데이터 파일 일부
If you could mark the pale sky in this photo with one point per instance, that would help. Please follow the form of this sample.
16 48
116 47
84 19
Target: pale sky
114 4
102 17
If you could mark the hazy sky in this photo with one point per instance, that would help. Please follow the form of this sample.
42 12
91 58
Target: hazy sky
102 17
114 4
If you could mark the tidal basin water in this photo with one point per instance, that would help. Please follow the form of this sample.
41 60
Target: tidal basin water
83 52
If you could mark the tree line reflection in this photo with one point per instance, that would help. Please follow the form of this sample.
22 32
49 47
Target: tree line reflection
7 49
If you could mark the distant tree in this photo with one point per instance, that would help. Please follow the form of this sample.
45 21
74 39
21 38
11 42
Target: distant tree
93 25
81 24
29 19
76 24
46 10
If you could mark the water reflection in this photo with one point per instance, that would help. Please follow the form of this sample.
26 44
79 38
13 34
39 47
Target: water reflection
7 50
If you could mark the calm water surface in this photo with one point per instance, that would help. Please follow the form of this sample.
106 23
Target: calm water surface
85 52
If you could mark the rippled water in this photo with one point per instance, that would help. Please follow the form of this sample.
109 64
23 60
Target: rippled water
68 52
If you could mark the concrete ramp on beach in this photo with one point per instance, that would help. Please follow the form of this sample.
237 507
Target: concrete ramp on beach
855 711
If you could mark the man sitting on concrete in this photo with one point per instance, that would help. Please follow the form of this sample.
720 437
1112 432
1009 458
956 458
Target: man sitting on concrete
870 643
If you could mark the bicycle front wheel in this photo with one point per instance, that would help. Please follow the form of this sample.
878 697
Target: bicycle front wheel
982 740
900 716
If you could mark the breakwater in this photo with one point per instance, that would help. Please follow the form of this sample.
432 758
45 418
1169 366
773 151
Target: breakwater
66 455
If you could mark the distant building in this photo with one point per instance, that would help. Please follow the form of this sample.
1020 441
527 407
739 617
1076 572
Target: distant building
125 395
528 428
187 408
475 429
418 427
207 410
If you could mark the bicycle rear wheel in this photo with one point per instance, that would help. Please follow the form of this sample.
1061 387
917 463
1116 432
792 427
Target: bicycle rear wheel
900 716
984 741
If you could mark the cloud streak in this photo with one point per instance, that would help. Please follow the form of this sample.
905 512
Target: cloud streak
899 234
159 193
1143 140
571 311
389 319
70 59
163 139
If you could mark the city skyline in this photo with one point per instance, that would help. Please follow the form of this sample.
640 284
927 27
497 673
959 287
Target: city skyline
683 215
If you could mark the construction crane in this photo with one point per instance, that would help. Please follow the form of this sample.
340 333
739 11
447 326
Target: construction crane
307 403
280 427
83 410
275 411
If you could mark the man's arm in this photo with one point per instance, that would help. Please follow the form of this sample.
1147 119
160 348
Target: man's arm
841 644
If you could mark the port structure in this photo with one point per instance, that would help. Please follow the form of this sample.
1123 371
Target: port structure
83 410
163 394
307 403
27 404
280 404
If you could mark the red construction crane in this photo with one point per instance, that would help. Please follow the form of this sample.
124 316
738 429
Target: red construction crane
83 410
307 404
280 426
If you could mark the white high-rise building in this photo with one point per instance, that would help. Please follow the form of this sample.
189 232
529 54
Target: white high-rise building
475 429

지시 및 요구사항: 위 목록의 모든 줄을 한 글자도 바꾸지 말고 처음부터 끝까지 그대로 다시 출력하세요.

최종 답변:
If you could mark the pale sky in this photo with one point per instance, that would help. Please follow the form of this sample.
16 48
116 47
84 19
Target: pale sky
114 4
102 17
If you could mark the hazy sky in this photo with one point per instance, that would help. Please follow the form of this sample.
42 12
91 58
Target: hazy sky
102 17
114 4
If you could mark the tidal basin water in this photo with one point per instance, that would help. Please follow the form of this sample.
41 60
Target: tidal basin water
83 52
If you could mark the tree line reflection in this photo with one point per instance, that would help. Please follow the form of this sample.
22 32
49 47
Target: tree line reflection
7 49
If you could mark the distant tree in this photo with one point per instance, that would help. Please follow the form of this sample.
45 21
74 39
21 38
11 42
Target: distant tree
93 25
81 24
29 19
76 24
46 10
If you could mark the water reflection in this photo with one point per instance, that would help. Please follow the form of this sample.
26 44
79 38
13 34
39 47
Target: water reflection
7 50
If you could mark the calm water surface in this photo with one point per instance, that would help. Please follow the form of this sample.
106 23
Target: calm water surface
85 52
If you could mark the rippled water in this photo with one point per instance, that would help. Please follow the form of this sample.
109 64
23 60
Target: rippled water
68 52
If you could mark the concrete ramp on beach in this photo with one point per instance, that would help. Please follow the form of this sample.
237 507
Target: concrete ramp on beach
855 711
If you could mark the man sitting on concrete in this photo with one point per instance, that would help. Please follow the form of this sample.
720 437
1112 432
1009 458
956 458
Target: man sitting on concrete
870 643
If you could mark the bicycle front wheel in this photo with one point per instance, that would help. Please follow the form of this sample.
878 697
Target: bicycle front wheel
982 740
900 716
If you could mark the breakwater in this photo with one point per instance, that would help. Please follow the form of this sample.
432 758
45 418
1169 366
773 151
Target: breakwater
66 455
If you could mark the distant building in this photo with one point per instance, that would help. Please follow the form of this sample.
1020 441
527 407
739 617
1076 572
Target: distant building
125 395
528 428
187 408
475 429
418 427
207 410
If you could mark the bicycle rear wheel in this photo with one point per instance, that would help. Please follow the form of this sample.
1061 387
917 463
1116 432
792 427
Target: bicycle rear wheel
900 716
984 741
If you could mark the cloud streak in this photo with one point per instance, that would help. Please follow the form of this sample.
905 512
Target: cloud streak
899 234
159 193
1143 140
571 311
389 319
70 59
163 139
If you could mark the city skyline in this photo with one point per instance, that would help. Please follow the form of this sample.
640 284
927 27
497 673
959 287
Target: city skyline
683 215
If you could mark the construction crane in this photo with one point per instance, that would help. Please follow the form of this sample.
340 333
739 11
447 326
Target: construction crane
307 403
280 427
83 410
275 411
If you could mark the man's arm in this photo with one point per instance, that would help. Please follow the form of this sample.
1147 119
160 348
Target: man's arm
841 644
If you could mark the port structure in this photo with one point per instance, that would help. Please follow the form of this sample.
1123 371
Target: port structure
83 410
163 394
307 403
27 404
280 404
If you could mark the red construction crane in this photo with one point per instance, that would help. Please follow the form of this sample.
124 316
738 429
Target: red construction crane
83 410
307 404
280 426
If you could mark the white high-rise building in this photo with one point per instance, that would help. Please follow the form of this sample.
189 232
529 54
Target: white high-rise building
475 429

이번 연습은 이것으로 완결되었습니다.